Everything in the listing must be transcribed exactly, from the first line to the last.
*** Records shown Section Begins ***
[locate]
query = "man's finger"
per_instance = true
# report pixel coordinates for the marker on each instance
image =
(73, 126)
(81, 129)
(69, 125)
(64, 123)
*** Records shown Section Ends ***
#### Exercise answer
[locate]
query = "man's finger"
per_instance = true
# report pixel coordinates for the marker on each instance
image =
(73, 126)
(81, 129)
(69, 125)
(64, 123)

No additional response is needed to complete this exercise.